Referring expression pointing data:
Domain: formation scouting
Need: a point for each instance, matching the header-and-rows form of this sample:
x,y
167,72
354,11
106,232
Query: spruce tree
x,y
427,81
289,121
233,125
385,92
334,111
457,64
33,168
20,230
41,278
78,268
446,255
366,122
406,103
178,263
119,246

» Prompt: Could you retype all of the entries exactly, leaving none out?

» Response:
Domain: formation scouting
Need: a point for each instance, matching the header-and-rows form of this sample:
x,y
167,72
354,11
106,232
Query: spruce tree
x,y
427,81
289,121
233,125
385,92
334,111
457,64
33,168
20,230
41,278
78,268
446,255
366,122
406,103
178,263
119,246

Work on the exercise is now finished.